- [Work to do]: Reproduce the passage on gun shows below word for word, from its title through its final sentence.

- [Passage to read]:
####
Gun Shows in America
Section Three: Changes Seen at Gun Shows as the Result of McClure-Volkmer

The Floodgates Open

ATF Director Dickerson’s reservations about loosening the restrictions on dealer sales at gun shows turned out to be well-founded. With ATF policy made law by McClure-Volkmer, hundreds of thousands of federally licensed dealers previously prohibited from selling at gun shows could now do so. And “hobbyists”—those without Federal Firearms Licenses—selling from their “personal collections” could operate at gun shows with little fear of prosecution for dealing in firearms without a license.

The Bureau of Alcohol, Tobacco and Firearms maintains no historical records as to the number of gun shows that occur annually and can only offer rough estimates as to the number today. ATF estimates that there are now 2,000 gun shows held in the United States each year.18 Yet, in contrast, the National Association of Arms Shows estimates there are more than 100 gun shows every weekend—for an annual total of 5,200 shows. The National Association of Arms Shows also estimates that more than five million people attend such shows each year and that they generate billions of dollars in sales.

To gauge the increase in the number of gun shows and the role of McClure-Volkmer, the Violence Policy Center conducted interviews across the country with federal, state, and local law enforcement officials as well as with gun show promoters. The VPC surveyed a total of 25 individuals in 16 states regarding their experience with gun shows and similar events, such as flea markets. Of those surveyed, 14 offered opinions on whether the number of gun shows in their area had increased or decreased. Ten of the 14—or 71 percent—stated that there had been an increase in the number of gun shows over the past 10 years. Three believed the number of shows had remained constant, and only one said the number had decreased.19 One regional ATF official queried additional supervisors regarding the number of gun shows in states under the office’s jurisdiction and reported that “several out of my eight supervisors said we definitely had an increase of more than 50 percent in the last 10 years.”
####
- [Data section]:
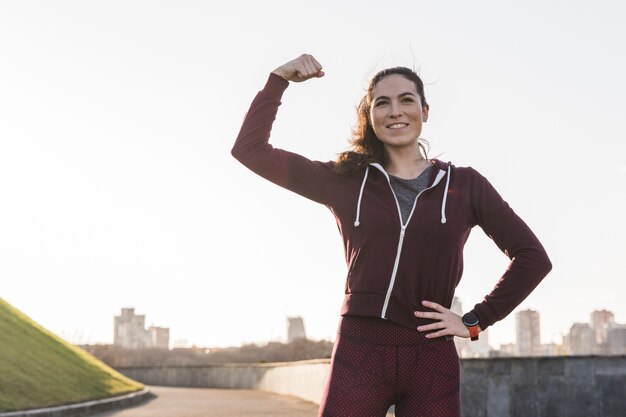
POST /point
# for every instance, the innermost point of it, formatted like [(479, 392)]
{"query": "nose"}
[(394, 109)]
####
- [Solution]:
Gun Shows in America
Section Three: Changes Seen at Gun Shows as the Result of McClure-Volkmer

The Floodgates Open

ATF Director Dickerson’s reservations about loosening the restrictions on dealer sales at gun shows turned out to be well-founded. With ATF policy made law by McClure-Volkmer, hundreds of thousands of federally licensed dealers previously prohibited from selling at gun shows could now do so. And “hobbyists”—those without Federal Firearms Licenses—selling from their “personal collections” could operate at gun shows with little fear of prosecution for dealing in firearms without a license.

The Bureau of Alcohol, Tobacco and Firearms maintains no historical records as to the number of gun shows that occur annually and can only offer rough estimates as to the number today. ATF estimates that there are now 2,000 gun shows held in the United States each year.18 Yet, in contrast, the National Association of Arms Shows estimates there are more than 100 gun shows every weekend—for an annual total of 5,200 shows. The National Association of Arms Shows also estimates that more than five million people attend such shows each year and that they generate billions of dollars in sales.

To gauge the increase in the number of gun shows and the role of McClure-Volkmer, the Violence Policy Center conducted interviews across the country with federal, state, and local law enforcement officials as well as with gun show promoters. The VPC surveyed a total of 25 individuals in 16 states regarding their experience with gun shows and similar events, such as flea markets. Of those surveyed, 14 offered opinions on whether the number of gun shows in their area had increased or decreased. Ten of the 14—or 71 percent—stated that there had been an increase in the number of gun shows over the past 10 years. Three believed the number of shows had remained constant, and only one said the number had decreased.19 One regional ATF official queried additional supervisors regarding the number of gun shows in states under the office’s jurisdiction and reported that “several out of my eight supervisors said we definitely had an increase of more than 50 percent in the last 10 years.”